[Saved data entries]
════════════════════

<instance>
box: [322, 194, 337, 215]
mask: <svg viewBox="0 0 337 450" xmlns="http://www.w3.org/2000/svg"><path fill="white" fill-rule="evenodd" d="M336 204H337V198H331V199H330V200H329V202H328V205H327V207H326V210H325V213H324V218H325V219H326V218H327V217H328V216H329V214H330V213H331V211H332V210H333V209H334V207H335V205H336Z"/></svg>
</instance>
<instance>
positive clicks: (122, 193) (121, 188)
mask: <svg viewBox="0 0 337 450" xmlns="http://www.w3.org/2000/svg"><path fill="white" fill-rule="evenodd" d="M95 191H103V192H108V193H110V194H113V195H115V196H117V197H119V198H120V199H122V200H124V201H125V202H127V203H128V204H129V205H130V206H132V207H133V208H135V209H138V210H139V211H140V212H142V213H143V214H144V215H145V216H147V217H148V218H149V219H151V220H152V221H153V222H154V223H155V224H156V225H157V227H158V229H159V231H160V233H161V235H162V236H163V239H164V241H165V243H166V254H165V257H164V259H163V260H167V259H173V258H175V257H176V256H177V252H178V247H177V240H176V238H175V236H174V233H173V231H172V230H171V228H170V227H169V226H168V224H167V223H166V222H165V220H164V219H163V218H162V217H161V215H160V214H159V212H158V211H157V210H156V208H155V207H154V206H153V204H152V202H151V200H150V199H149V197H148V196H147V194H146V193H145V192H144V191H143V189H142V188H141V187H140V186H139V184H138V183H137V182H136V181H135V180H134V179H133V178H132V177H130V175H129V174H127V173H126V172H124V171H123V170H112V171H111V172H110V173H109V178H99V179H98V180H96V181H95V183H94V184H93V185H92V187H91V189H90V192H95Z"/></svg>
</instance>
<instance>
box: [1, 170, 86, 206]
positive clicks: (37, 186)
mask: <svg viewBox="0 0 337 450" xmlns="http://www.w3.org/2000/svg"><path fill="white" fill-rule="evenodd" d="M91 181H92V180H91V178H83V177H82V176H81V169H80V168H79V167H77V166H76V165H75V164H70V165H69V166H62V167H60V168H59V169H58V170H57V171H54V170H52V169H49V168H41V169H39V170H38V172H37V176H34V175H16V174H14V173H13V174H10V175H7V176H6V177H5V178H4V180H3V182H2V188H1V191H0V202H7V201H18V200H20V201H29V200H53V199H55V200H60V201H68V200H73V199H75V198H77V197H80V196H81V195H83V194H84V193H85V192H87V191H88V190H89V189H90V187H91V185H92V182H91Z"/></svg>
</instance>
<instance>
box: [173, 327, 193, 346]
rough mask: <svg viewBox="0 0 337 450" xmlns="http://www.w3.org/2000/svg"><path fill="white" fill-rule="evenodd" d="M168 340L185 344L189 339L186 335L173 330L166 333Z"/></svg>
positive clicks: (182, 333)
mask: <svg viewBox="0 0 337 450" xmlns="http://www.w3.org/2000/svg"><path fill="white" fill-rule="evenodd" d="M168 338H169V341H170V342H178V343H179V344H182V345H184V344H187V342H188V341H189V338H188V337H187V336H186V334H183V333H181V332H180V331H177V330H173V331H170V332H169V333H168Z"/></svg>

════════════════════

* _EXERCISE DETAILS_:
Count the lines above that contain the word "clicks" with matching case, and reply with only the number.

* _THE COMPLETED TASK_:
3